## GOAL
Recast the lines below as a Markdown table with the columns Number and Text, giving each non-blank line its own numbered row and omitting blank lines. Leave the pictures out of the answer.
— START OF SOURCE MATERIAL —
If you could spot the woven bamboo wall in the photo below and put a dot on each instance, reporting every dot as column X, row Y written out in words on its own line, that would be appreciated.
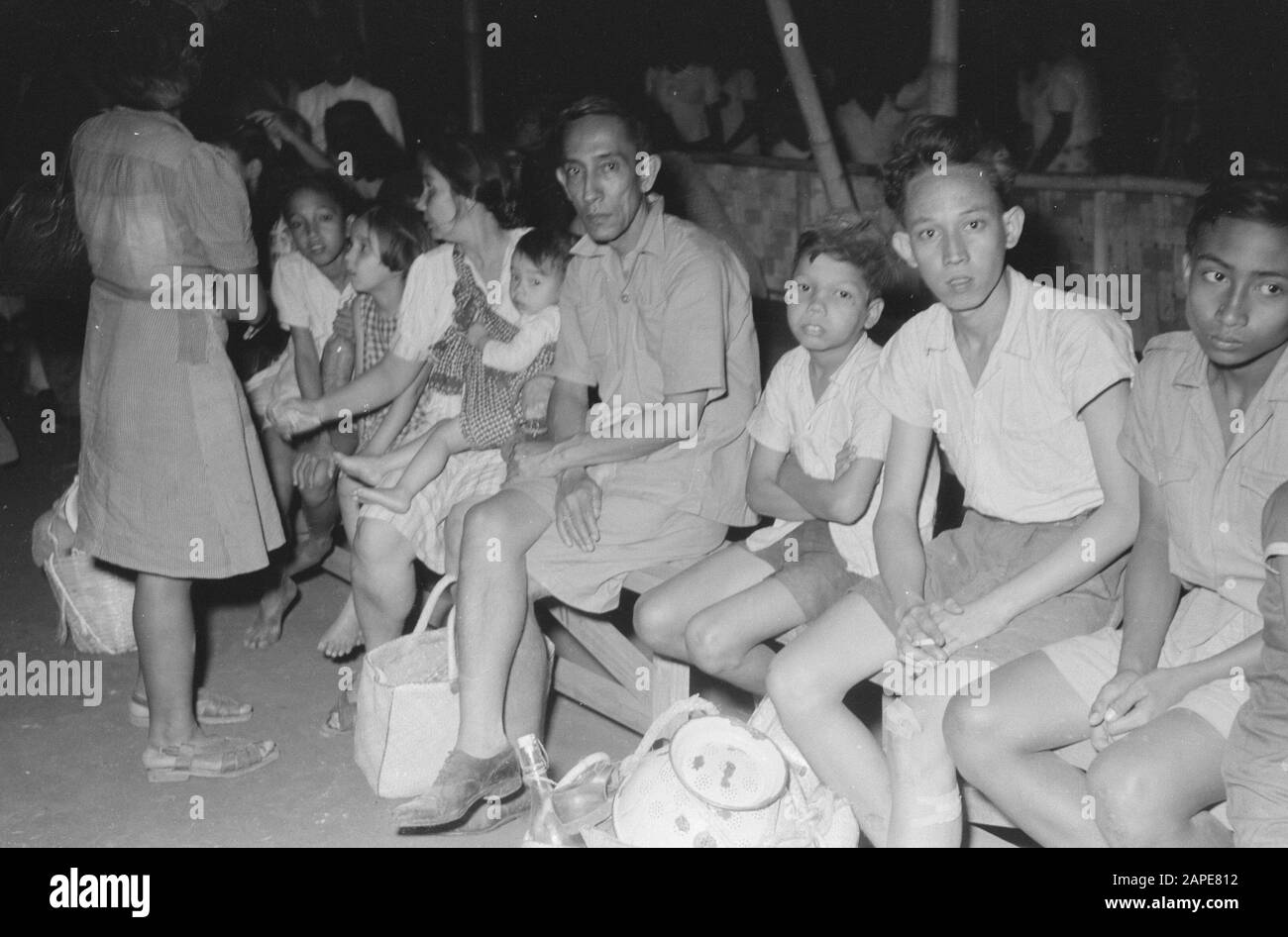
column 1086, row 226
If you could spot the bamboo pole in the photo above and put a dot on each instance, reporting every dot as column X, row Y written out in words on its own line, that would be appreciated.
column 943, row 56
column 475, row 63
column 836, row 188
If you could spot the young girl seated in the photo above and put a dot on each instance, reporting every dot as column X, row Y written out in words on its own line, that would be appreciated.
column 1158, row 697
column 384, row 241
column 498, row 361
column 307, row 286
column 815, row 468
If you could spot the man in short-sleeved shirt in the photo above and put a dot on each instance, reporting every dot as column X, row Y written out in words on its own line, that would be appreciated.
column 1214, row 516
column 656, row 313
column 1017, row 444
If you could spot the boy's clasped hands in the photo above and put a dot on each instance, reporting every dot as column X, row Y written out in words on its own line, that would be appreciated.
column 292, row 417
column 931, row 632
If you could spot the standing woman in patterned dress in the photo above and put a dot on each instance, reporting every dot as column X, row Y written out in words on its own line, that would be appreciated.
column 172, row 481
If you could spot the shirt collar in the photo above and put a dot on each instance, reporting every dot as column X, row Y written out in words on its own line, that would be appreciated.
column 1016, row 335
column 853, row 361
column 652, row 240
column 1193, row 373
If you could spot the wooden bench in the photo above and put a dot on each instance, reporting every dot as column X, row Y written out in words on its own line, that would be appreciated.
column 638, row 688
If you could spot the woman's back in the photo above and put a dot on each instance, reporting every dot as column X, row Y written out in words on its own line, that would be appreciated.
column 150, row 197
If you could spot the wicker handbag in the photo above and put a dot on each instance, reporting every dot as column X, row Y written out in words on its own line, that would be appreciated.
column 42, row 246
column 95, row 604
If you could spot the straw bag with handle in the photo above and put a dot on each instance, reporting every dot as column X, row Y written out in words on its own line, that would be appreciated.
column 408, row 705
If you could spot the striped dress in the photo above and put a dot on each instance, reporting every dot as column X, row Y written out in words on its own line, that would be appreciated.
column 172, row 480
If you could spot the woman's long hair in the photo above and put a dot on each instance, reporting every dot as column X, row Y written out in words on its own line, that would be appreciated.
column 476, row 168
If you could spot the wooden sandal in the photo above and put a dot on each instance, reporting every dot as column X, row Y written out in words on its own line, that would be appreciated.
column 207, row 757
column 342, row 716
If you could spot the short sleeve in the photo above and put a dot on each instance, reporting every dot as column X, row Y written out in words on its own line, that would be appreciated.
column 1274, row 523
column 572, row 353
column 290, row 292
column 870, row 434
column 426, row 305
column 1136, row 441
column 771, row 422
column 694, row 325
column 900, row 379
column 213, row 200
column 344, row 326
column 1093, row 352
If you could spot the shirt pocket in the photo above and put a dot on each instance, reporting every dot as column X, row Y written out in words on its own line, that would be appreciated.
column 1254, row 490
column 1176, row 482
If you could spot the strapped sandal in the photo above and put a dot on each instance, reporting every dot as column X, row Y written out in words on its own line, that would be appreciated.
column 207, row 757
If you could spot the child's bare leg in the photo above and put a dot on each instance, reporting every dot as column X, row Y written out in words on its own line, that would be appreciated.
column 166, row 639
column 662, row 614
column 344, row 633
column 728, row 639
column 925, row 800
column 321, row 511
column 445, row 441
column 1151, row 787
column 807, row 681
column 1006, row 749
column 281, row 460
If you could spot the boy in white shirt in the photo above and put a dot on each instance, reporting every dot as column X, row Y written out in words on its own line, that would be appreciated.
column 494, row 373
column 1026, row 400
column 815, row 468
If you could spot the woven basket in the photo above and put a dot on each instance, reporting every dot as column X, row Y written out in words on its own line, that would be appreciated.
column 95, row 605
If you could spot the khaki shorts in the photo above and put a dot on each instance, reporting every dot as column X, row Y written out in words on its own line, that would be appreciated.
column 807, row 564
column 634, row 534
column 984, row 553
column 1256, row 768
column 1090, row 662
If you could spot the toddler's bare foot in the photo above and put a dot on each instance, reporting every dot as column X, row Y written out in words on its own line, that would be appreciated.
column 344, row 635
column 366, row 468
column 389, row 498
column 273, row 606
column 309, row 553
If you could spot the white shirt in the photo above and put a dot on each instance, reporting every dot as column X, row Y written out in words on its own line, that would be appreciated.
column 1014, row 441
column 787, row 418
column 428, row 303
column 314, row 102
column 304, row 297
column 536, row 331
column 1077, row 80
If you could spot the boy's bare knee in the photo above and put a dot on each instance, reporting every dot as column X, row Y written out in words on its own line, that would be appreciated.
column 653, row 620
column 707, row 643
column 967, row 727
column 1127, row 793
column 790, row 684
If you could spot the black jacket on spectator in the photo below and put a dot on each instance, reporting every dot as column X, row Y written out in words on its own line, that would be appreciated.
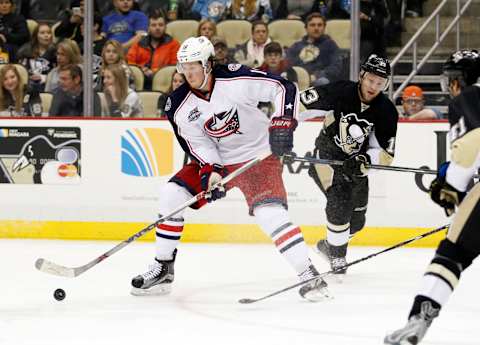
column 281, row 11
column 41, row 65
column 64, row 104
column 320, row 58
column 14, row 27
column 32, row 104
column 42, row 10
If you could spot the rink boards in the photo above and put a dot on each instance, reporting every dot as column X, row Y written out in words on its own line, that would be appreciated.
column 99, row 179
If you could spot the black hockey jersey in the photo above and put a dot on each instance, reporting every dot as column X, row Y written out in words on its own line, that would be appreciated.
column 352, row 126
column 464, row 136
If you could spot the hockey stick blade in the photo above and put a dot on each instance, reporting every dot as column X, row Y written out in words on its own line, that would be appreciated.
column 321, row 275
column 50, row 267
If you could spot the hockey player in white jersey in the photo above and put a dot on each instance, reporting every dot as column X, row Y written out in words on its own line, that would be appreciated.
column 217, row 122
— END OF SOURCE MATERIAL —
## RESULT OF THE EXERCISE
| Number | Text |
|---|---|
| 1 | If you could spot the woven bamboo wall in the photo below and put a dot on each instance, reporting every dot as column X, row Y written out in words on its own line, that would be appreciated. |
| 2 | column 1086, row 226 |
| 3 | If you could spot the bamboo pole in the photo above and put a dot on each instance, reporting every dot as column X, row Y written out in words on its own line, that would be appreciated. |
| 4 | column 943, row 56 |
| 5 | column 475, row 63 |
| 6 | column 836, row 188 |
| 7 | If you could spot the young girl seated in the photo above and put a dot on each instance, reporting every dot as column X, row Y written out in words on its own line, that would be appreciated. |
| 8 | column 1158, row 697 |
| 9 | column 384, row 241 |
| 10 | column 498, row 361 |
| 11 | column 307, row 286 |
| 12 | column 815, row 468 |
| 13 | If you could spot the man in short-sleeved shirt in the photo above and put a dot on each instance, reporting every dot as column X, row Y written out in words on its own line, that would be appreciated. |
| 14 | column 1214, row 516 |
| 15 | column 656, row 313 |
| 16 | column 1017, row 444 |
| 17 | If you could spot the boy's clasped hands in the photo above and put a dot on each instance, reporting every dot as column X, row Y written out in words on its own line, that would be appreciated. |
| 18 | column 292, row 417 |
| 19 | column 931, row 632 |
| 20 | If you could spot the standing woman in patterned dress in the photo above and put a dot on each instance, reporting every dot as column X, row Y written out in words on its own line, that would be appreciated. |
| 21 | column 172, row 481 |
| 22 | If you could spot the shirt collar in the photo above and put a dot on each instance, reporting every dot as column X, row Y written out in words on its own line, that would be appreciated. |
| 23 | column 1016, row 335 |
| 24 | column 853, row 361 |
| 25 | column 652, row 240 |
| 26 | column 1193, row 373 |
| 27 | If you could spot the wooden bench in the photo above and put a dot on each instance, reporting every dot as column X, row Y written out in words on its own line, that would be appreciated. |
| 28 | column 638, row 688 |
| 29 | If you could spot the woman's back in the photo above and put a dot on each instance, reporting every dot as column X, row Y written out in words on its own line, that would be appreciated. |
| 30 | column 150, row 197 |
| 31 | If you could spot the wicker handbag in the photo above and put a dot on each instance, reporting every dot as column X, row Y written out in words on its own line, that would be appreciated. |
| 32 | column 42, row 246 |
| 33 | column 95, row 604 |
| 34 | If you could spot the straw bag with handle in the photo above and put a dot on each instance, reporting every dot as column X, row Y written out in words on its own line, that would be appreciated. |
| 35 | column 408, row 705 |
| 36 | If you could spot the striped dress in the photo above and put a dot on each instance, reporting every dot as column X, row Y written out in words on its own line, that would be appreciated. |
| 37 | column 172, row 480 |
| 38 | If you could spot the woman's long hair in the photo above and put a dot on each instance, reporting every dot as column X, row Y written out in words on its own line, that would be appreciated. |
| 39 | column 476, row 168 |
| 40 | If you could spot the wooden sandal in the photo above and put a dot on each instance, reporting every dot as column X, row Y written out in words on its own line, that would be appreciated. |
| 41 | column 207, row 757 |
| 42 | column 342, row 716 |
| 43 | If you could spot the short sleeve in the photo above and put a dot on each instance, reporting every dot as column X, row Y written out in words on its own line, that would be appreciated. |
| 44 | column 1274, row 523 |
| 45 | column 572, row 353 |
| 46 | column 290, row 292 |
| 47 | column 870, row 434 |
| 48 | column 426, row 305 |
| 49 | column 1136, row 441 |
| 50 | column 771, row 422 |
| 51 | column 694, row 325 |
| 52 | column 900, row 379 |
| 53 | column 213, row 200 |
| 54 | column 344, row 326 |
| 55 | column 1093, row 352 |
| 56 | If you could spot the shirt pocket in the photo above and put a dot on each instance, reporting every dot as column X, row Y written out in words on its own line, that would be appreciated. |
| 57 | column 1254, row 490 |
| 58 | column 1176, row 482 |
| 59 | If you could spot the strapped sandal in the photo above and put a dot on each instance, reporting every dot as column X, row Y written out in words on its own line, that would be appreciated. |
| 60 | column 207, row 757 |
| 61 | If you could spot the child's bare leg in the photo above and put a dot on each instance, reporting every dot as column X, row Y written out in words on its own line, that would be appreciated. |
| 62 | column 166, row 639 |
| 63 | column 662, row 614 |
| 64 | column 344, row 633 |
| 65 | column 728, row 639 |
| 66 | column 925, row 800 |
| 67 | column 321, row 511 |
| 68 | column 445, row 441 |
| 69 | column 1151, row 787 |
| 70 | column 807, row 681 |
| 71 | column 1006, row 749 |
| 72 | column 281, row 460 |
| 73 | If you could spot the boy in white shirt in the photo above and put a dot on each instance, reporting every dot as column X, row Y written out in words on its own line, that would be appreciated. |
| 74 | column 494, row 373 |
| 75 | column 1026, row 400 |
| 76 | column 815, row 468 |
| 77 | If you could spot the woven basket in the photo above and put a dot on each instance, reporting every dot as column X, row Y written out in words on its own line, that would be appreciated. |
| 78 | column 95, row 605 |
| 79 | If you could spot the khaki shorts in the photo above and put a dot on each instance, reporting every dot as column X, row Y written out in words on its own line, that would be appreciated. |
| 80 | column 807, row 564 |
| 81 | column 634, row 534 |
| 82 | column 984, row 553 |
| 83 | column 1256, row 768 |
| 84 | column 1090, row 662 |
| 85 | If you could spot the toddler's bare foot in the photo above and put a dot on each instance, reporting every dot as column X, row Y written out in words on its own line, that would be appreciated. |
| 86 | column 344, row 635 |
| 87 | column 366, row 468 |
| 88 | column 389, row 498 |
| 89 | column 273, row 606 |
| 90 | column 309, row 553 |
| 91 | If you could spot the white shirt in the photo above and put a dot on each instance, reporting every dot as column X, row Y written out in words on its own line, that would be appreciated. |
| 92 | column 1014, row 441 |
| 93 | column 787, row 418 |
| 94 | column 428, row 303 |
| 95 | column 314, row 102 |
| 96 | column 304, row 297 |
| 97 | column 536, row 331 |
| 98 | column 1077, row 80 |
| 99 | If you could spot the boy's bare knee in the photo above and put a dot on each instance, reporting every dot as column X, row Y written out in words on its own line, that would be appreciated. |
| 100 | column 653, row 620 |
| 101 | column 707, row 643 |
| 102 | column 967, row 727 |
| 103 | column 1127, row 793 |
| 104 | column 790, row 684 |
| 105 | If you could spot the black jacket on spectator in the photo below and put a dot on each instance, reporting every dot as column X, row Y written out in words on its own line, that would be appreciated. |
| 106 | column 281, row 11 |
| 107 | column 41, row 65 |
| 108 | column 64, row 104 |
| 109 | column 320, row 58 |
| 110 | column 14, row 27 |
| 111 | column 32, row 104 |
| 112 | column 42, row 10 |
| 113 | If you could spot the rink boards in the photo above and put a dot on each instance, reporting every dot as column X, row Y written out in words on its own line, that would be appreciated. |
| 114 | column 99, row 179 |
| 115 | If you could spot the black hockey jersey in the photo above and put a dot on each instance, reporting every dot as column X, row Y written out in words on its own line, that would be appreciated. |
| 116 | column 352, row 126 |
| 117 | column 464, row 136 |
| 118 | If you could spot the hockey stick blade in the photo above and put a dot on each instance, reporting every dot as column X, row Y written out in words on its own line, that would be appreciated. |
| 119 | column 321, row 275 |
| 120 | column 50, row 267 |
| 121 | If you could spot the hockey player in white jersey in the photo above and put a dot on each instance, reporting every dot as column X, row Y written out in words on its own line, that would be appreciated. |
| 122 | column 217, row 122 |